Start Extracted material

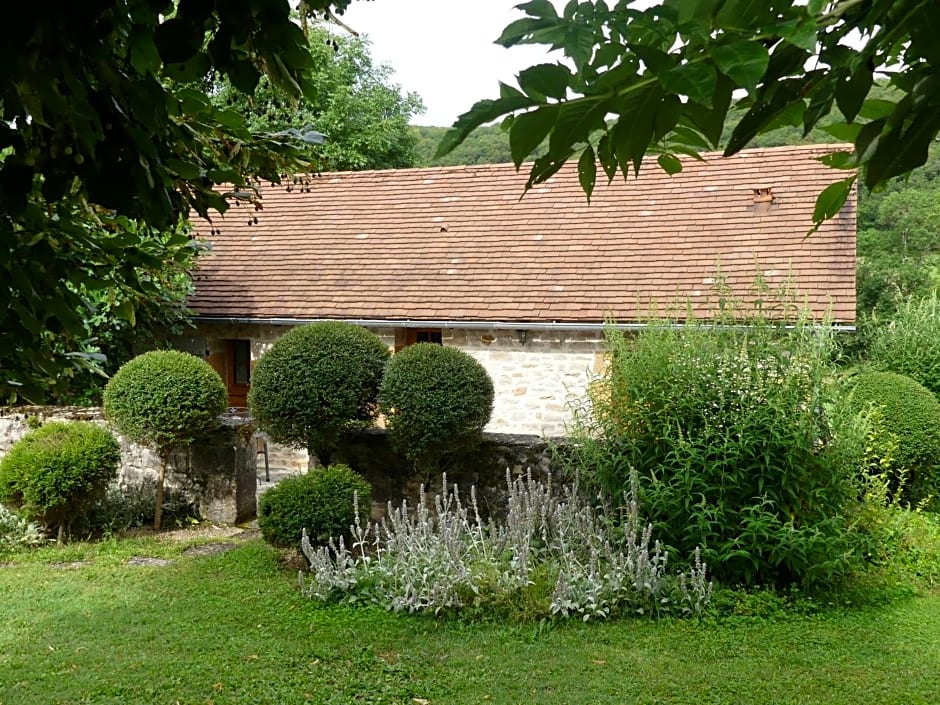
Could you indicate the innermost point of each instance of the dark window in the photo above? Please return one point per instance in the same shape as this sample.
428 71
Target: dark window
241 361
424 335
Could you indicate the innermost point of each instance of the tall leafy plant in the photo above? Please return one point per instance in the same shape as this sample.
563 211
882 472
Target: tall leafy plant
727 429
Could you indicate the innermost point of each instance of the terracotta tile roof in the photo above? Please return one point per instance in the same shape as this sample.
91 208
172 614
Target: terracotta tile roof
458 243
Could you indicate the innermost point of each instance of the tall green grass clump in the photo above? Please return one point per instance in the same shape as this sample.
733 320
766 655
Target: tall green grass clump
728 431
908 343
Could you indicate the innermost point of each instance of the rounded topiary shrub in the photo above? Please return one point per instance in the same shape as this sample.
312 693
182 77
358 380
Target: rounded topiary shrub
322 502
436 400
912 413
316 382
56 473
165 399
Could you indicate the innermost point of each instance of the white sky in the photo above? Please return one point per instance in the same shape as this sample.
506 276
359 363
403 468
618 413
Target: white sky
443 50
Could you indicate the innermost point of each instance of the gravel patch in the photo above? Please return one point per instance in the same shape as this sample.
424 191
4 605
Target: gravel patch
147 560
208 549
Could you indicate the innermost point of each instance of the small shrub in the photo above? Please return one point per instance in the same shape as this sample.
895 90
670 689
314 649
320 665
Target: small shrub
165 399
55 473
321 503
316 382
122 509
907 344
553 555
436 400
17 532
909 416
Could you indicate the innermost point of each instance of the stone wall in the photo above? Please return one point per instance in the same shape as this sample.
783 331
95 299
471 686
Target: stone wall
218 473
535 373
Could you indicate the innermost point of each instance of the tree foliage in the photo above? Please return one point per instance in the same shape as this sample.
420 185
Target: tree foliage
362 114
660 81
102 124
898 251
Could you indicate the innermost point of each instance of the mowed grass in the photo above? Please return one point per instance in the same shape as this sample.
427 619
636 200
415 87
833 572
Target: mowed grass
233 628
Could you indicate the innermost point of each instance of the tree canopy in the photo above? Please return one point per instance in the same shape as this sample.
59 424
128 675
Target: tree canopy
364 116
660 81
103 129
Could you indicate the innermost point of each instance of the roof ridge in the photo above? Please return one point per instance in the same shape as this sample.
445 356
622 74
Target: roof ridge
808 148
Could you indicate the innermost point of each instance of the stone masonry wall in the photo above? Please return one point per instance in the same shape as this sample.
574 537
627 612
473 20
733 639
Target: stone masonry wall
218 473
534 380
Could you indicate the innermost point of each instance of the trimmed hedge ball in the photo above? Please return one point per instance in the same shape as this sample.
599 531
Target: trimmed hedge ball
57 472
322 502
316 382
165 399
911 412
436 401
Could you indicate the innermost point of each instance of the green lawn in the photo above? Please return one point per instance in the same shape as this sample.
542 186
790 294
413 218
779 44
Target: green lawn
232 628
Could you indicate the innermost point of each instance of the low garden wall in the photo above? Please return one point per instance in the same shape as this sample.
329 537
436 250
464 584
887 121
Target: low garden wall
393 477
218 474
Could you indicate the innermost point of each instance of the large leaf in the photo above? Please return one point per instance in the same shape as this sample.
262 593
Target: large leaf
831 200
711 120
587 171
852 90
634 129
545 80
695 80
528 130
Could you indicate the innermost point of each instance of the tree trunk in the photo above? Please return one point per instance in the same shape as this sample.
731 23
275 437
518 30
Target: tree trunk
158 509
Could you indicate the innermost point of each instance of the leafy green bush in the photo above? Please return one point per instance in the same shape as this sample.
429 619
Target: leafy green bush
910 413
320 502
55 473
165 399
436 400
726 427
316 382
17 532
907 344
121 509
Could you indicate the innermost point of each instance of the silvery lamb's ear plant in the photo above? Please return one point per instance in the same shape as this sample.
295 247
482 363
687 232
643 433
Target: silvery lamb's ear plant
440 557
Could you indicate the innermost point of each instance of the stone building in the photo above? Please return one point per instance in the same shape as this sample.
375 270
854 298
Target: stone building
522 281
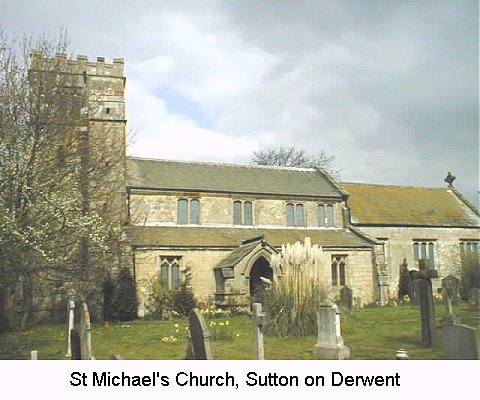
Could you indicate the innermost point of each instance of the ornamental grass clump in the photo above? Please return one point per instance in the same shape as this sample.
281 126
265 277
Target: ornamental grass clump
292 301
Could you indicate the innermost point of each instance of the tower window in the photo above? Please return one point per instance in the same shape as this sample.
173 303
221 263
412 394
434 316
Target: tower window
242 213
188 211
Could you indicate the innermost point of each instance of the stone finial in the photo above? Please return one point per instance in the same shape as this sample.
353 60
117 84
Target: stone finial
449 179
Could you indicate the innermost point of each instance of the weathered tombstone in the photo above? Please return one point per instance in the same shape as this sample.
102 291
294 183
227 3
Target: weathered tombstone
75 344
258 322
199 340
330 342
346 300
70 325
451 287
427 310
414 290
460 342
85 334
448 318
474 299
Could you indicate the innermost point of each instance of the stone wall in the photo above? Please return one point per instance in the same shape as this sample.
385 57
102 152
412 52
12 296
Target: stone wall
399 246
157 208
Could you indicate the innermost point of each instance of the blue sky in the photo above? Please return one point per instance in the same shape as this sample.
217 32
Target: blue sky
389 88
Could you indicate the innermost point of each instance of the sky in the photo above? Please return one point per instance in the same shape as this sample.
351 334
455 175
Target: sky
390 88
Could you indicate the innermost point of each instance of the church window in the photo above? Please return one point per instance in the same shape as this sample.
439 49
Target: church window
242 213
295 215
469 247
424 250
194 211
326 216
170 272
188 211
339 270
182 211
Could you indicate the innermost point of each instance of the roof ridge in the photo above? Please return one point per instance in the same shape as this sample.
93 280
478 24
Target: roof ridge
226 164
394 186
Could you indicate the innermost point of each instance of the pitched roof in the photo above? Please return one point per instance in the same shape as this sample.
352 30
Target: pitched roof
230 178
204 236
408 206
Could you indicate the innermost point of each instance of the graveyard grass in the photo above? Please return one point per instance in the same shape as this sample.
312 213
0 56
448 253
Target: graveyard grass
371 333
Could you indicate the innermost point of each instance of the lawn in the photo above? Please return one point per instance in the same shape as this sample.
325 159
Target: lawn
372 333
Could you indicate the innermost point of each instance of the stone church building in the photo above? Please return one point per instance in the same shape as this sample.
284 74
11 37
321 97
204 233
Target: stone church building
220 223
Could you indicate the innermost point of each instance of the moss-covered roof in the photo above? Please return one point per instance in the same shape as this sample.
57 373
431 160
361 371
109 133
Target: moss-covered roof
210 177
407 206
199 236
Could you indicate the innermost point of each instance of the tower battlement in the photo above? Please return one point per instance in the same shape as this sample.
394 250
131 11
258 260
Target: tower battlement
80 65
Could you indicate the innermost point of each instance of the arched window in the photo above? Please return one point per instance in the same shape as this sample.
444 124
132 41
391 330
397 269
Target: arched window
424 250
248 213
237 213
195 211
170 272
188 211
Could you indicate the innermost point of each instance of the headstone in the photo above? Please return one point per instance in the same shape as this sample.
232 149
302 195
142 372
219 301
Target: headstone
427 310
414 289
346 300
199 340
75 344
85 334
451 287
70 324
448 318
460 342
258 322
474 299
330 342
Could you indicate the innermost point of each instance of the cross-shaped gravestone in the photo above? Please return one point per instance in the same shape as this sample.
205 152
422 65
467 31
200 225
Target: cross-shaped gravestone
346 300
199 337
70 324
427 311
451 287
85 334
258 322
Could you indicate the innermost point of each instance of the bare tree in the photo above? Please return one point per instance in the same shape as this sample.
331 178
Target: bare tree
290 156
59 220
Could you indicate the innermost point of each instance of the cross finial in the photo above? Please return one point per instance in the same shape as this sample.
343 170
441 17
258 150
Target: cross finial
449 179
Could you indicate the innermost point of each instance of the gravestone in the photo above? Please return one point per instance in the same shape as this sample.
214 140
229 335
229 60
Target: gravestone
330 342
70 325
414 290
85 334
258 322
427 310
346 300
460 342
199 337
448 318
474 299
451 287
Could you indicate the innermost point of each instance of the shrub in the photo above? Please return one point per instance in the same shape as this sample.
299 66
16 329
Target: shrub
124 302
291 303
108 289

End Extracted material

[Stated task] Reproduce, character for character, every line of the entries above from the one containing "of the shrub" through the final line.

[Reply to the exercise]
Could you indicate the innermost point of each instance of the shrub in the photo above? Please return one point per instance in the same shape as this sample.
299 66
16 329
Target: shrub
124 302
291 303
108 289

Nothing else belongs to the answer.